WHAT IS BEING ASKED:
For the listing below, print exactly the lines from the line with "box: [942, 30, 1213, 111]" to the line with "box: [8, 875, 48, 914]", both included, and nothing beyond them.

DATA FOR PROCESSING:

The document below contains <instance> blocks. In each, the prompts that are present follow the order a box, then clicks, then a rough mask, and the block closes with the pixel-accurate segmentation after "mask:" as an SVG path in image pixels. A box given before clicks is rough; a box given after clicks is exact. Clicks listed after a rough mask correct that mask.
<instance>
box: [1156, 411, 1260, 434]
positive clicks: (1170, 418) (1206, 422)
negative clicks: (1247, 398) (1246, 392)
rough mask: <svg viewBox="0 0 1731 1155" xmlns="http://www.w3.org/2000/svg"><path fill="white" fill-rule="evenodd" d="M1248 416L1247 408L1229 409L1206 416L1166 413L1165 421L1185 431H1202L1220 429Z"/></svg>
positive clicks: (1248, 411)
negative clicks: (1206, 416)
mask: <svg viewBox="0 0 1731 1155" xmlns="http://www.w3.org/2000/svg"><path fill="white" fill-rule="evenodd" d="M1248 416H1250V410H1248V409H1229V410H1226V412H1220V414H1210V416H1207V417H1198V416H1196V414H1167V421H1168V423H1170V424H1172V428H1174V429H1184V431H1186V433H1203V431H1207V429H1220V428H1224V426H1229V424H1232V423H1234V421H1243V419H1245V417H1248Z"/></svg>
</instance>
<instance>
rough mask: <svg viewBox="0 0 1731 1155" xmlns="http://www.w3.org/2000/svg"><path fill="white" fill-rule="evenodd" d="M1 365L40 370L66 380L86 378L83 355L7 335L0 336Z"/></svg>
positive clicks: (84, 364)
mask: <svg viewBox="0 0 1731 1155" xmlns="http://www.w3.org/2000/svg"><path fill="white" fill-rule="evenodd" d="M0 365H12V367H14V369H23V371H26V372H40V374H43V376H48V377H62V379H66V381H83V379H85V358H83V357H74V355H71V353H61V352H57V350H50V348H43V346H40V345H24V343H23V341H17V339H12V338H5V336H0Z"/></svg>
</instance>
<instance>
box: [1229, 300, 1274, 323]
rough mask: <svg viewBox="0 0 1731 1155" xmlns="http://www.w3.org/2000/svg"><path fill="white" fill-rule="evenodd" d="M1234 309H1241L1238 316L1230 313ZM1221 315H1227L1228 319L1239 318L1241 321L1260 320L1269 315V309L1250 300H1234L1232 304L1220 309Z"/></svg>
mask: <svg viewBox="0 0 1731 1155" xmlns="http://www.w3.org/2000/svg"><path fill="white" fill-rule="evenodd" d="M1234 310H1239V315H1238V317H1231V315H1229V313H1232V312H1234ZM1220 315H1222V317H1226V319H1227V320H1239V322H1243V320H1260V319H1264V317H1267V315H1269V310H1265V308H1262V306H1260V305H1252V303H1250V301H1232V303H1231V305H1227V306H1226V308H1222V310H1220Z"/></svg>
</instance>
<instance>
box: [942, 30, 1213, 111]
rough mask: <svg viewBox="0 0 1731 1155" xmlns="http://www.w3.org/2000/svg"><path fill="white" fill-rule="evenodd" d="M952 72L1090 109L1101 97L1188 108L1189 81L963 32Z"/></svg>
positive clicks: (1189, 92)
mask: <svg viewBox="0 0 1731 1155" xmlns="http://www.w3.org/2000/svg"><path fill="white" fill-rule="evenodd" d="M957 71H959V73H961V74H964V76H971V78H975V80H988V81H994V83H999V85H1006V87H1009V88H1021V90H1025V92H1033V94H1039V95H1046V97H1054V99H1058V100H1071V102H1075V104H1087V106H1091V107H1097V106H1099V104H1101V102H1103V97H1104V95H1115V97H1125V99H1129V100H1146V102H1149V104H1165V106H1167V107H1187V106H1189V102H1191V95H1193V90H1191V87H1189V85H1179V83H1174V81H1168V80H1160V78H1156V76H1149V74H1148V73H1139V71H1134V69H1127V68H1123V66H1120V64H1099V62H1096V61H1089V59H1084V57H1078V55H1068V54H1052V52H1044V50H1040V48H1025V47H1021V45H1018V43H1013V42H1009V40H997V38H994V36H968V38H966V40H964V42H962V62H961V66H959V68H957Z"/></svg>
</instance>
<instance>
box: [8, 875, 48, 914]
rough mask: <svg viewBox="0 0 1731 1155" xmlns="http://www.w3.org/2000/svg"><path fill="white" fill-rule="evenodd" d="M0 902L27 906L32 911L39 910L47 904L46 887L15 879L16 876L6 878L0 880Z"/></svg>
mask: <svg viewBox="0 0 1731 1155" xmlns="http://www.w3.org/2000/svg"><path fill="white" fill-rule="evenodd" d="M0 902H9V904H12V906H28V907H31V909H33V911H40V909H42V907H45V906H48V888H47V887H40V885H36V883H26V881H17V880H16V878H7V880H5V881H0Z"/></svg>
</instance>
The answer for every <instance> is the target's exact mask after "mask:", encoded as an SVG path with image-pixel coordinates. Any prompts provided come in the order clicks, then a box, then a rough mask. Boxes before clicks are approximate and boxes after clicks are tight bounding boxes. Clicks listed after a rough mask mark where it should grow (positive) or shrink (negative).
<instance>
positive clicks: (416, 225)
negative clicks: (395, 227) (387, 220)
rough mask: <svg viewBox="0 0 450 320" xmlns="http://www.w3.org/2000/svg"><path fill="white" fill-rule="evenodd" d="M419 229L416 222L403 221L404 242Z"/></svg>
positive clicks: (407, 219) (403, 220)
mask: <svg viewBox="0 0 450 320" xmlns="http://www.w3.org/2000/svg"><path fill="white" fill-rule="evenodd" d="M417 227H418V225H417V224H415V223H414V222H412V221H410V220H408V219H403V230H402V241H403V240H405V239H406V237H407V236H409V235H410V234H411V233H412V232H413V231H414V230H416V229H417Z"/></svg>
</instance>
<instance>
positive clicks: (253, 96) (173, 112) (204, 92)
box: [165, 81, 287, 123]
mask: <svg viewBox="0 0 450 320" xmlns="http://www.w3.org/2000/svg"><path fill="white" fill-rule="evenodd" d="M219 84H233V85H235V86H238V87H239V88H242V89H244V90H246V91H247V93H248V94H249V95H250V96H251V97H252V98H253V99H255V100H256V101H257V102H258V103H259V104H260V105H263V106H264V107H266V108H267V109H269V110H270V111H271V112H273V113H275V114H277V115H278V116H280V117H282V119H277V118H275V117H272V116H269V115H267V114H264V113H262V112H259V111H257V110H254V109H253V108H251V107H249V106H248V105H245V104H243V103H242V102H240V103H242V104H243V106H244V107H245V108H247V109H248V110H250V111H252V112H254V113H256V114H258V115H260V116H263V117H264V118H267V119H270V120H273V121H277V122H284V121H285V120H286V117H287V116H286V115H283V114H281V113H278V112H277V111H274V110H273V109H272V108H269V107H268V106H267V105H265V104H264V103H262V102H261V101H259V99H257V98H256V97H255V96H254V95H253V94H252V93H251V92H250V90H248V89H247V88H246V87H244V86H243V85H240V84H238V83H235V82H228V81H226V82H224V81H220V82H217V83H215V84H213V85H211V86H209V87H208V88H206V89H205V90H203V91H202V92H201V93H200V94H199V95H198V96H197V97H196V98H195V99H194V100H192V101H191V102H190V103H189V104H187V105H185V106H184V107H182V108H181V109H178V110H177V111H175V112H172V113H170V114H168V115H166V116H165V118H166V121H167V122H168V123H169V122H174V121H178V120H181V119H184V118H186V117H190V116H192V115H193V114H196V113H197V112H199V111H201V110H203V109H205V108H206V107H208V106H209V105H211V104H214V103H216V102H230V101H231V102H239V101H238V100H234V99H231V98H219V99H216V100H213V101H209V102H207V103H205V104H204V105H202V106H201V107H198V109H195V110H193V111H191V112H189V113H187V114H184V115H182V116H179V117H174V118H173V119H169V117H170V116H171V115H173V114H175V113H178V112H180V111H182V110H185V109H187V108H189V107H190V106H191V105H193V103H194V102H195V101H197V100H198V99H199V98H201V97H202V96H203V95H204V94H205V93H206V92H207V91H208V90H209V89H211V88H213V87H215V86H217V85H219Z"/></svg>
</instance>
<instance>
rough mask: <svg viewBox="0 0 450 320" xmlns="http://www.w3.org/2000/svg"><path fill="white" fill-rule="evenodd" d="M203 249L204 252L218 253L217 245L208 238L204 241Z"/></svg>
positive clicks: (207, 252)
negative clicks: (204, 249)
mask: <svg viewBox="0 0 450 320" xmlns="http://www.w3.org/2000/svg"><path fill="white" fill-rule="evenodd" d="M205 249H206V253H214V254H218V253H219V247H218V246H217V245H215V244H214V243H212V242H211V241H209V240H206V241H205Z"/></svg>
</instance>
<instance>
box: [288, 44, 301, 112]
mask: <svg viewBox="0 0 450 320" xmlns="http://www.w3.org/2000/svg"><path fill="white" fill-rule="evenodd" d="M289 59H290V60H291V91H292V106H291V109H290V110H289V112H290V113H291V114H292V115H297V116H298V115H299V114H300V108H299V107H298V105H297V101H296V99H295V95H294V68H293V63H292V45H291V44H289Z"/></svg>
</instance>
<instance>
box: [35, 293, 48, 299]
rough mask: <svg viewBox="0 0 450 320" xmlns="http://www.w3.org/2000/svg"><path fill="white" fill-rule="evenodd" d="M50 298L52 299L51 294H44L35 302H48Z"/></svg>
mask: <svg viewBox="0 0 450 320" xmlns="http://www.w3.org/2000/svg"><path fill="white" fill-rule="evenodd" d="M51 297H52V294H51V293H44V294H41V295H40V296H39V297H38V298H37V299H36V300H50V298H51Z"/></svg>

YOUR RESPONSE:
box: [942, 30, 1213, 111]
rough mask: <svg viewBox="0 0 1731 1155" xmlns="http://www.w3.org/2000/svg"><path fill="white" fill-rule="evenodd" d="M952 72L1090 109L1101 97L1188 108L1189 81L963 32Z"/></svg>
positive clicks: (1189, 92)
mask: <svg viewBox="0 0 1731 1155" xmlns="http://www.w3.org/2000/svg"><path fill="white" fill-rule="evenodd" d="M957 71H959V73H961V74H964V76H971V78H975V80H988V81H994V83H999V85H1006V87H1009V88H1021V90H1025V92H1033V94H1039V95H1046V97H1054V99H1058V100H1071V102H1075V104H1087V106H1091V107H1097V106H1099V104H1101V102H1103V97H1104V95H1115V97H1125V99H1129V100H1146V102H1149V104H1165V106H1167V107H1187V106H1189V102H1191V95H1193V90H1191V87H1189V85H1179V83H1174V81H1168V80H1160V78H1156V76H1149V74H1148V73H1139V71H1134V69H1127V68H1123V66H1120V64H1099V62H1096V61H1089V59H1084V57H1078V55H1068V54H1052V52H1044V50H1040V48H1025V47H1021V45H1018V43H1013V42H1009V40H997V38H994V36H968V38H966V40H964V42H962V62H961V66H959V68H957Z"/></svg>
</instance>
<instance>
box: [8, 875, 48, 914]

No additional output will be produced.